• Directions
From the line that has "Point out every instance of the horse's folded" down to the final line of the listing below, transcribe every line exactly, and only those.

Object pointing dataset rows

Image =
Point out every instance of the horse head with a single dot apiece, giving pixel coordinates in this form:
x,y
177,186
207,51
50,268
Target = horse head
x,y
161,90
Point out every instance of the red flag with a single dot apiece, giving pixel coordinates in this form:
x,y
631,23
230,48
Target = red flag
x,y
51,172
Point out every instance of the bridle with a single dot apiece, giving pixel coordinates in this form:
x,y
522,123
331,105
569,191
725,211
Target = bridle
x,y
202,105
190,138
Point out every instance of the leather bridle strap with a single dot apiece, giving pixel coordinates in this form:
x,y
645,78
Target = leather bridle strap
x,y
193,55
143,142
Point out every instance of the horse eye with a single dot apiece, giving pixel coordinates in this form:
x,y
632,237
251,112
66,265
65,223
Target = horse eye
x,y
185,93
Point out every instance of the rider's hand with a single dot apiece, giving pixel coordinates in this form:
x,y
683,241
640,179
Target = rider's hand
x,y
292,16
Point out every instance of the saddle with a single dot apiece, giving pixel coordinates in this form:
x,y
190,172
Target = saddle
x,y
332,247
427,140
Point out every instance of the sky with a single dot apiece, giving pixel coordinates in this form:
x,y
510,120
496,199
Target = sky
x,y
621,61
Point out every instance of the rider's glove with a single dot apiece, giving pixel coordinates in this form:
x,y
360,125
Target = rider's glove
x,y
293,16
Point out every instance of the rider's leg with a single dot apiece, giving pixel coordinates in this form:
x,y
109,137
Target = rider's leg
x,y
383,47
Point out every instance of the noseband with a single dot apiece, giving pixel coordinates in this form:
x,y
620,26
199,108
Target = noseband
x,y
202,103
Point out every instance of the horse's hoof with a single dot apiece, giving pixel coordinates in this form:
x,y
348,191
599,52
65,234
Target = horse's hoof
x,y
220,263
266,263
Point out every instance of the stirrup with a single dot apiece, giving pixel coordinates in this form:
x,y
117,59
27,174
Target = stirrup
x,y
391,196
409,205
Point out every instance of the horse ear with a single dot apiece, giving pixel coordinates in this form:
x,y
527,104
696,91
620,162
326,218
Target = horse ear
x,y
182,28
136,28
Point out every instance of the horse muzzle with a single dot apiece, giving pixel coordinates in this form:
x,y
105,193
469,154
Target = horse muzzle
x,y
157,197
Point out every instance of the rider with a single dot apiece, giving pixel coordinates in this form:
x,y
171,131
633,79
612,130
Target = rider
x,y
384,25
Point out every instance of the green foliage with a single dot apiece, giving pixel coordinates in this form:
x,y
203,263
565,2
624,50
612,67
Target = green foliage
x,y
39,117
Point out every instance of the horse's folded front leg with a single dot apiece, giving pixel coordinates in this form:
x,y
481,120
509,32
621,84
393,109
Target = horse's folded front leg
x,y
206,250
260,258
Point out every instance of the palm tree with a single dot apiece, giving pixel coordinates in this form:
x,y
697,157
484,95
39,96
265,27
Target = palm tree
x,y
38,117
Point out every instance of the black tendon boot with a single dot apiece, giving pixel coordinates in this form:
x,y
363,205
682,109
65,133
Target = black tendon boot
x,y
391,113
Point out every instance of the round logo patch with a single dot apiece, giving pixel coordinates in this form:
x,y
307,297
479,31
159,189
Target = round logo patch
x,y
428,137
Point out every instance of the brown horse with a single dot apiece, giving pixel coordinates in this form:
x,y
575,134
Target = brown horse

• Written response
Point out every instance of the horse's folded front leg with a single dot apiece, giving pixel coordinates in this form:
x,y
481,120
509,32
621,84
393,109
Target = horse's folded front leg
x,y
206,250
260,258
Point out every instance of the palm tree with a single dot apiece, giving pixel coordinates in this form:
x,y
697,157
484,95
39,96
265,27
Target = palm tree
x,y
38,117
Point out every instance of the black tendon boot with a single dot apiece, giving pixel coordinates in this form:
x,y
363,205
682,109
65,133
Target = black tendon boot
x,y
391,113
Point out every instance of the round logo patch with a single dot apiece, giving pixel coordinates in this form:
x,y
307,297
479,31
159,189
Target = round logo patch
x,y
428,137
Point out every instance of the brown horse with a single dot apiece, giving pixel coordinates in this form:
x,y
575,134
Target = brown horse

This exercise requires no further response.